**SOURCE MATERIAL**
_ _ _ _ _

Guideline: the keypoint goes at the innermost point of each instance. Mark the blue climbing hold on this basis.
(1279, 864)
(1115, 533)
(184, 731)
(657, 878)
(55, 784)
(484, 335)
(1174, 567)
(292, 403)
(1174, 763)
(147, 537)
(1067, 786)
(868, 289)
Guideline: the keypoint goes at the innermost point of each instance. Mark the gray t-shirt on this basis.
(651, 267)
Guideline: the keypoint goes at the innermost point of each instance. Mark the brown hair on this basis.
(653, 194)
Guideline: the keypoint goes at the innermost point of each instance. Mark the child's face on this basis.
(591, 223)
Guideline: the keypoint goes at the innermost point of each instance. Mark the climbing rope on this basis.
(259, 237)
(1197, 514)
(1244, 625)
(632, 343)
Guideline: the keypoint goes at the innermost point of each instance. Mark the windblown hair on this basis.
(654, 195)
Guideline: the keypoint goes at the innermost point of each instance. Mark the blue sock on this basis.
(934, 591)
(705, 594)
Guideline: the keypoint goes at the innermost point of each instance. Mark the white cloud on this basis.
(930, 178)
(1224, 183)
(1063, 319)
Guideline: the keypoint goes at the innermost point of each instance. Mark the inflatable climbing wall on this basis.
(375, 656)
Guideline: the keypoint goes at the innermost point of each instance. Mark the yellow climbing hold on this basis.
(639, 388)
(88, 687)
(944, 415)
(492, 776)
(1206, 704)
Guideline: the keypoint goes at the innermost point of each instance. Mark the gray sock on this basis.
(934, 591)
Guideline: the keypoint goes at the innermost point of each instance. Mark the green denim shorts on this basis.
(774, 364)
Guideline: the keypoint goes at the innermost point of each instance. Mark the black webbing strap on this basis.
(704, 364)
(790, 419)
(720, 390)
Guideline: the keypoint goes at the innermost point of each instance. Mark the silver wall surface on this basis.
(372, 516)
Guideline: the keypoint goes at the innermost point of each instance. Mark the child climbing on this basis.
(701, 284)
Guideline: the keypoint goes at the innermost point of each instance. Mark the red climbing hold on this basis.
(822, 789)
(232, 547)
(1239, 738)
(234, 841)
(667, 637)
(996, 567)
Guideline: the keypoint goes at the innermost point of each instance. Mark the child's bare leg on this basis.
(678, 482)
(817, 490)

_ _ _ _ _

**WORK ITEM**
Set down the full listing once more, exactly as written.

**ANSWER TO THE EXERCISE**
Guideline: the keypoint goes at the innermost point of each instance. Mark the blue climbing hold on this basis.
(1279, 864)
(1115, 533)
(184, 731)
(657, 878)
(55, 784)
(484, 335)
(1174, 567)
(292, 403)
(1174, 763)
(147, 537)
(1067, 786)
(868, 289)
Guideline: the keypoint goes at the innermost point of each instance. Mark the gray t-shirt on this basis.
(651, 267)
Guideline: the keypoint goes at the innermost point of each instance. Mark the brown hair on this basis.
(653, 194)
Guideline: the keypoint goes at the innermost point of each instance. Mark the child's face on this basis.
(591, 223)
Guideline: the keypoint goes at the innermost point of each instance. Mark the climbing rope on this basis.
(259, 237)
(1197, 514)
(1244, 625)
(632, 343)
Guideline: the keypoint goes at the innermost point of each instance. Mark the windblown hair on this basis.
(654, 195)
Guideline: the keypoint goes at the innermost point of each instance. Mark the blue sock on this basis.
(934, 591)
(705, 594)
Guideline: the keypoint goes at the innermost point of each instance. Mark the white cloud on this basis.
(930, 178)
(1224, 183)
(1063, 319)
Guideline: the keypoint goes at the innermost point of each instance. Mark the inflatable climbing wall on this basis.
(375, 656)
Guideline: the keypoint goes at the innermost point of each instance. Mark the yellow climbing hold on this basis.
(639, 388)
(88, 687)
(944, 415)
(492, 776)
(1206, 704)
Guideline: the keypoint goes at the innermost point of each instance. Mark the gray sock on this basis.
(934, 591)
Guideline: the keypoint goes at the innermost point of each instance. Mark the green denim shorts on this basis.
(774, 364)
Guideline: the keypoint goes at the innermost point of each instance. Mark the black webbing strap on this basis.
(704, 364)
(790, 419)
(720, 390)
Guideline: the keypoint goes at the innermost point of each instance. Mark the silver wall surface on this basis.
(372, 516)
Guideline: the keypoint goes at the innermost point of each instance. Mark the child climbing on this basis.
(701, 284)
Guideline: the keypoint goes at the innermost point of each instance. Mark the red climbing hold on this basis.
(822, 789)
(232, 547)
(1239, 738)
(234, 841)
(667, 637)
(996, 567)
Guideline: the keypoint goes at the innermost point of each instance. Mark the child's bare leg on this basis.
(678, 482)
(817, 490)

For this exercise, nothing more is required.